• **Short task**
Pull out every line of the material below that contains the string "sofa" and copy each one unchanged. Treat the match as case-sensitive.

• **Stored rows**

** begin **

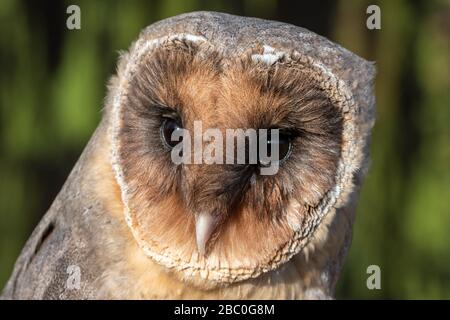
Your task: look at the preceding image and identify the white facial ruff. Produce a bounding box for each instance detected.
[110,34,363,284]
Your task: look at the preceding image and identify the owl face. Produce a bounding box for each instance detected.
[111,34,362,285]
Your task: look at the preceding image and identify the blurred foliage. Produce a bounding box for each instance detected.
[0,0,450,299]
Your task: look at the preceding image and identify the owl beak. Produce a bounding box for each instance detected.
[195,212,218,256]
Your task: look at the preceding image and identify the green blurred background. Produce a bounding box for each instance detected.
[0,0,450,299]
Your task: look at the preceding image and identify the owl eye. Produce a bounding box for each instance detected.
[267,132,292,161]
[161,118,182,148]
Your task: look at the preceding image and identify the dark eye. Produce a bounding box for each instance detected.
[161,118,182,148]
[267,132,292,161]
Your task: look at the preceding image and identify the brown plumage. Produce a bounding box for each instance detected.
[0,12,374,299]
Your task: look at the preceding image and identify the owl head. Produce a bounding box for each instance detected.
[107,12,374,285]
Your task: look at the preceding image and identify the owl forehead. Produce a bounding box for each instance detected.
[125,35,326,127]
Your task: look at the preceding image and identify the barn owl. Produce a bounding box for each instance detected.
[3,12,375,299]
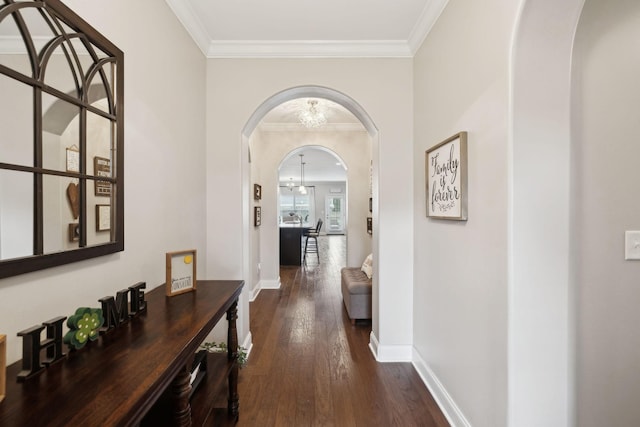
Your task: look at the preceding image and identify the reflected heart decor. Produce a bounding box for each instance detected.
[67,182,80,219]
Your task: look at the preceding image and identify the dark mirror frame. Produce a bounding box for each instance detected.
[0,0,124,278]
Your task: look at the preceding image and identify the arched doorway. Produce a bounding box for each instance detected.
[508,0,584,426]
[242,86,378,348]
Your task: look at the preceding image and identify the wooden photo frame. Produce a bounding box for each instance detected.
[93,156,111,197]
[69,222,80,242]
[425,132,467,221]
[165,249,197,296]
[67,145,80,172]
[96,205,111,231]
[253,206,262,227]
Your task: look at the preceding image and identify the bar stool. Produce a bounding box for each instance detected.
[303,218,322,263]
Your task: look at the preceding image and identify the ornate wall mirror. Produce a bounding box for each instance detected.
[0,0,124,278]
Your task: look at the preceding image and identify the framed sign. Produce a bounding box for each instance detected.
[165,249,196,296]
[93,157,111,197]
[253,206,262,227]
[425,132,467,221]
[96,205,111,231]
[67,145,80,172]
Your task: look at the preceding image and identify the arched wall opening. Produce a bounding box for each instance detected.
[241,86,379,346]
[508,0,584,426]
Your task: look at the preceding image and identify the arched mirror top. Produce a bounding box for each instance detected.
[0,0,124,278]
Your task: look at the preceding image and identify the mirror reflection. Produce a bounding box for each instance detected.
[0,0,124,278]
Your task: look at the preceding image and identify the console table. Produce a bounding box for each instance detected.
[0,280,244,426]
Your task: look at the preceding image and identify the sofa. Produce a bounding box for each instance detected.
[340,267,372,324]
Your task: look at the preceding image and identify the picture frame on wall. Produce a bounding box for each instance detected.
[93,156,111,197]
[253,206,262,227]
[96,205,111,231]
[165,249,197,297]
[425,132,467,221]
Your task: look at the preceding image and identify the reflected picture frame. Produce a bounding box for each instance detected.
[165,249,197,297]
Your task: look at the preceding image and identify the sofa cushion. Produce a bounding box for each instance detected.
[341,267,371,295]
[360,254,373,279]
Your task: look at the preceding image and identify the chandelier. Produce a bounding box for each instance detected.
[298,99,327,128]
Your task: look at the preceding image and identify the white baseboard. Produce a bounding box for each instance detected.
[249,277,281,302]
[413,349,471,427]
[369,331,412,362]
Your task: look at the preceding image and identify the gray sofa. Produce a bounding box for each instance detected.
[340,267,371,324]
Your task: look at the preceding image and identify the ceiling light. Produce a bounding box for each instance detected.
[298,99,327,128]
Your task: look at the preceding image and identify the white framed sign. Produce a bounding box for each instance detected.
[165,249,197,296]
[425,132,467,221]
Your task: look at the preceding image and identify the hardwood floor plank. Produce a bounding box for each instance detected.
[237,236,449,427]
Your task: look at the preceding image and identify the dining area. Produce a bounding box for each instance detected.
[280,218,323,265]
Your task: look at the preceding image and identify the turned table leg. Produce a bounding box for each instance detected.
[227,301,240,419]
[171,366,191,427]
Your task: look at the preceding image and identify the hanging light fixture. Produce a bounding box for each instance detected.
[298,99,327,128]
[298,154,307,194]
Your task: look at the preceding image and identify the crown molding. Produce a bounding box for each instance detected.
[165,0,456,58]
[165,0,211,56]
[207,40,413,58]
[407,0,449,56]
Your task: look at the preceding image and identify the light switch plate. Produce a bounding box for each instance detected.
[624,231,640,260]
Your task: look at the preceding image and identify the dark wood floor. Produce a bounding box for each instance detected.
[237,236,449,427]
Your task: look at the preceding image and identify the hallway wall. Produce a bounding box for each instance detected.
[573,0,640,427]
[0,0,207,363]
[413,0,517,427]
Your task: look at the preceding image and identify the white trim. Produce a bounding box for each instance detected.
[258,122,367,132]
[369,331,380,360]
[241,332,253,358]
[207,40,413,58]
[165,0,211,55]
[413,348,471,427]
[377,343,412,363]
[165,0,448,58]
[407,0,449,56]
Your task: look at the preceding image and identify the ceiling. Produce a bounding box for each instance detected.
[165,0,448,185]
[278,147,347,186]
[165,0,448,58]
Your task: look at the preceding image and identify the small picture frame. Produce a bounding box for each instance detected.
[165,249,197,297]
[67,145,80,172]
[93,156,111,197]
[425,132,467,221]
[253,206,262,227]
[69,222,80,242]
[0,335,7,402]
[96,205,111,231]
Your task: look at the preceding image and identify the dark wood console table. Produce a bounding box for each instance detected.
[0,280,244,427]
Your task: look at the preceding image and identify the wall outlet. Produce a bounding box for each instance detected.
[624,231,640,260]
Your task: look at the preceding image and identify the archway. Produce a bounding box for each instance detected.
[508,0,584,426]
[242,86,379,348]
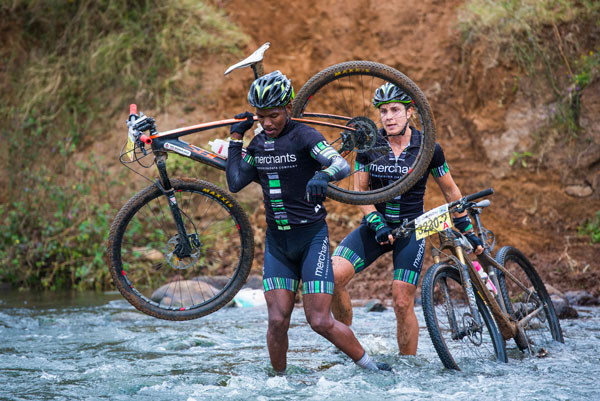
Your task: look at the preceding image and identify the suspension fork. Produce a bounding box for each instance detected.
[155,152,192,259]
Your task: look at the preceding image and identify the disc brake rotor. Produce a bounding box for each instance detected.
[463,313,483,346]
[339,116,389,154]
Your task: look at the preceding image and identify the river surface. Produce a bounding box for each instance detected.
[0,292,600,401]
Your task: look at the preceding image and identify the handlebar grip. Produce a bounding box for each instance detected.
[465,188,494,202]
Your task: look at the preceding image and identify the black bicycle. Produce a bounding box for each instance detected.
[108,43,435,320]
[395,188,564,369]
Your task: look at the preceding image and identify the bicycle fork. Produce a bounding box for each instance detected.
[155,152,192,259]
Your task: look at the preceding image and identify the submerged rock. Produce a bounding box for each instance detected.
[365,299,387,312]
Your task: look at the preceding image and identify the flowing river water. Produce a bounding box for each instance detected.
[0,292,600,401]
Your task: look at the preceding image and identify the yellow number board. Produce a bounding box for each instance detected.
[415,205,452,239]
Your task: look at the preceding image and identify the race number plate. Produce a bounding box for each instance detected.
[415,205,452,239]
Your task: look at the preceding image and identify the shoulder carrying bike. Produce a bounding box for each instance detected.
[108,43,435,320]
[395,188,564,370]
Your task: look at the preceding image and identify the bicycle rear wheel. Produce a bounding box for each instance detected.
[495,246,564,355]
[292,61,435,205]
[421,263,507,370]
[108,179,254,320]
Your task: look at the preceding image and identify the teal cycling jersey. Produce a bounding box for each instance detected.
[355,128,448,223]
[226,120,350,230]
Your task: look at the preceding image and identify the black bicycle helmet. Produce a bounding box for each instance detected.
[248,70,294,109]
[373,82,412,108]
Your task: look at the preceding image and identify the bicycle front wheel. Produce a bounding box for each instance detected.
[292,61,435,205]
[495,246,564,355]
[421,263,507,370]
[108,179,254,320]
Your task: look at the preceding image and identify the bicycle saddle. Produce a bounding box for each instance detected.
[224,42,271,75]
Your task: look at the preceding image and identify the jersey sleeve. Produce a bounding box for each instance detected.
[429,143,449,177]
[225,141,258,192]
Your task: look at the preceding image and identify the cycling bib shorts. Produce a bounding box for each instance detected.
[263,220,333,294]
[333,219,425,286]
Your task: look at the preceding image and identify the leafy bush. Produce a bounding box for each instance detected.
[458,0,600,139]
[0,0,247,289]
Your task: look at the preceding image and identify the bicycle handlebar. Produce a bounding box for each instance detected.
[392,188,494,238]
[465,188,494,202]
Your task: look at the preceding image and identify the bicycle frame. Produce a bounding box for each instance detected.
[432,206,543,340]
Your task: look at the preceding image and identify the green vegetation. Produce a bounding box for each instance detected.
[0,0,247,289]
[579,210,600,244]
[459,0,600,139]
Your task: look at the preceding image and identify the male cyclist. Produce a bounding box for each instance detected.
[332,82,483,355]
[226,71,389,373]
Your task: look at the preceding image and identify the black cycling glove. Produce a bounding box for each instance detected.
[306,171,331,205]
[365,212,392,243]
[229,111,254,136]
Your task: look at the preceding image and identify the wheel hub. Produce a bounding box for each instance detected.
[340,116,388,153]
[165,234,202,270]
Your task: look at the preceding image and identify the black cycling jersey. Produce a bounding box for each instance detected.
[226,120,350,230]
[356,127,448,223]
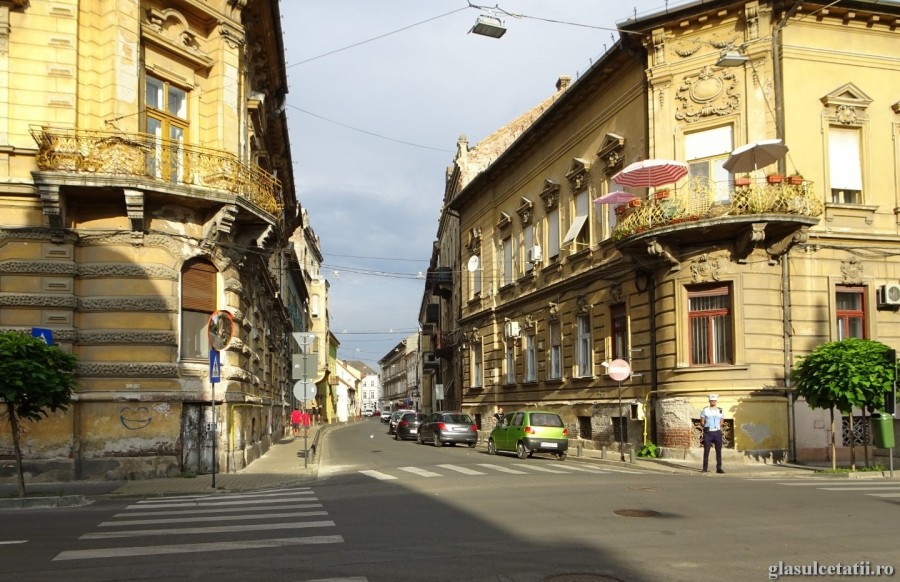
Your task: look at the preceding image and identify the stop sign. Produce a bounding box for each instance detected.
[607,360,631,382]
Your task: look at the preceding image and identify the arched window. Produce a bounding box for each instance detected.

** end **

• **Response**
Your task: look at the preceding image and identify the sofa. Produce a bounding box for each instance detected.
Your task: look at the preceding image and identify the sofa cushion. Produce a bounding box for each instance detected.
Your task: look at the preceding image and identify the gray sofa. Produce a bounding box for each instance detected.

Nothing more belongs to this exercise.